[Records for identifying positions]
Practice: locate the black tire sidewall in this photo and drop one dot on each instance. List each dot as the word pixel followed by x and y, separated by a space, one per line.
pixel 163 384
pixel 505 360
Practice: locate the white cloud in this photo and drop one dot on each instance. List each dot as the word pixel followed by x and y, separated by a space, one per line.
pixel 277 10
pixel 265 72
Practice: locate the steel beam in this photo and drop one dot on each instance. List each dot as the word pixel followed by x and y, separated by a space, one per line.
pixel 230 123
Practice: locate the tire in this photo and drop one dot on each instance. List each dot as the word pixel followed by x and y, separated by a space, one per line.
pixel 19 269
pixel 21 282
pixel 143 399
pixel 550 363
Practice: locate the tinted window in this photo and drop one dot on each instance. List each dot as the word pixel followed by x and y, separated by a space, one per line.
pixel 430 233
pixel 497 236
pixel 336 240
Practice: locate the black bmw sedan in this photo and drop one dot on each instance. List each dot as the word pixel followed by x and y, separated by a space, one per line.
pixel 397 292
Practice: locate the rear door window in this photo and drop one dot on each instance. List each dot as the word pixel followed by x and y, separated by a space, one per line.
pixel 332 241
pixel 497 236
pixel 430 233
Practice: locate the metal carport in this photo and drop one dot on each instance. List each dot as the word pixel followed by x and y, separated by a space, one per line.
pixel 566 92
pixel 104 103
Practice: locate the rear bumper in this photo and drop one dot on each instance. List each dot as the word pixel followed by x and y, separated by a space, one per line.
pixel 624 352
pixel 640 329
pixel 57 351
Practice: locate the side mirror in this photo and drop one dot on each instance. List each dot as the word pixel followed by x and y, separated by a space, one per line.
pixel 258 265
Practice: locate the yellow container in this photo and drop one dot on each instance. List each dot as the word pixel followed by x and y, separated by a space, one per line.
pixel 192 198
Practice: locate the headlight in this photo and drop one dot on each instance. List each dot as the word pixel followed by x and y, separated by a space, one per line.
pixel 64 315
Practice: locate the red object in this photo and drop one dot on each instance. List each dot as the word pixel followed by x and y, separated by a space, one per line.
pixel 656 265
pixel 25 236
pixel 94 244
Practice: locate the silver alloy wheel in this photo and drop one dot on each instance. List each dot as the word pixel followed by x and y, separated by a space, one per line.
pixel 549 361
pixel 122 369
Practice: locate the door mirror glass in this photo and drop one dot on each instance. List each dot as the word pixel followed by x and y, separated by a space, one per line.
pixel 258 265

PROBLEM REQUIREMENTS: Rewrite every one of the records above, substituting "place one point" for each occurrence of "drop one dot" and leaving all other text unchanged.

RESPONSE:
Practice: locate the black tire sidewall in this photo and place one point on each instance. List each dot as the word pixel followed by x and y, separated by a space, one per line.
pixel 163 384
pixel 505 360
Practice: locate the white cloud in this photo and place one point on each instance. List each dot as the word pixel followed by x and y, separated by a space, one per line.
pixel 277 10
pixel 265 72
Practice: locate the steel beam in this photo and place one point on each instance. List each dot as the word pixel followed by x and y, separated by a space, one per line.
pixel 230 123
Practice: locate the tire in this photo and place one point on each instance. List each dot as the word pixel followed by x and y, separated by a space, one per line.
pixel 19 269
pixel 21 282
pixel 143 399
pixel 550 363
Practice: locate the tinted window in this photo and place one point on each instance. List each dot as the word pixel followed by x and y, separated by a space, one per line.
pixel 430 233
pixel 497 236
pixel 336 240
Practice: locate the black bmw sedan in this photo and place one point on each instance. List each dot as the word pixel followed by x and y, separated by a space, one per line.
pixel 397 292
Practice: locate the rear door window in this photo and place one point on each instance. List each dot as the word pixel followed by x and y, separated by a space, one per line.
pixel 332 241
pixel 497 236
pixel 430 233
Practice: locate the metal carport in this photo and place one point on each instance. List each dot as the word pixel followed by x and y, separated by a space, one per line.
pixel 566 92
pixel 104 103
Practice: locate the rear bumper in this photo and place one point on each instance. List each dot as the word pixel followed by x and y, separated by a space, one per line.
pixel 624 352
pixel 640 329
pixel 57 351
Practice: locate the side mirror in this photo and place one point on each instance. List each dot as the word pixel followed by x and y, separated by a space, one per line.
pixel 258 265
Practice: locate the yellow container in this photo and place one point on each instance. List each dot as the word pixel followed by x and y, separated by a space, one per line.
pixel 192 198
Practice: locate the headlight in this photo and place one point on each instance. List each dot as the word pixel followed by x and y, separated by a space, one per line.
pixel 64 315
Practice: locate the red object in this photo and place one point on each instance. List each dot as the word pixel followed by x and y, separated by a space, one per line.
pixel 656 265
pixel 25 236
pixel 94 244
Practice: locate the silver alloy wheel in this photo and place one point on each instance. List each dot as the word pixel followed by x and y, separated by a space, one per line.
pixel 549 361
pixel 122 369
Practice: locate the door mirror glass in this photo and place one point on each instance. List each dot as the word pixel followed by x and y, separated by a space, one per line.
pixel 258 265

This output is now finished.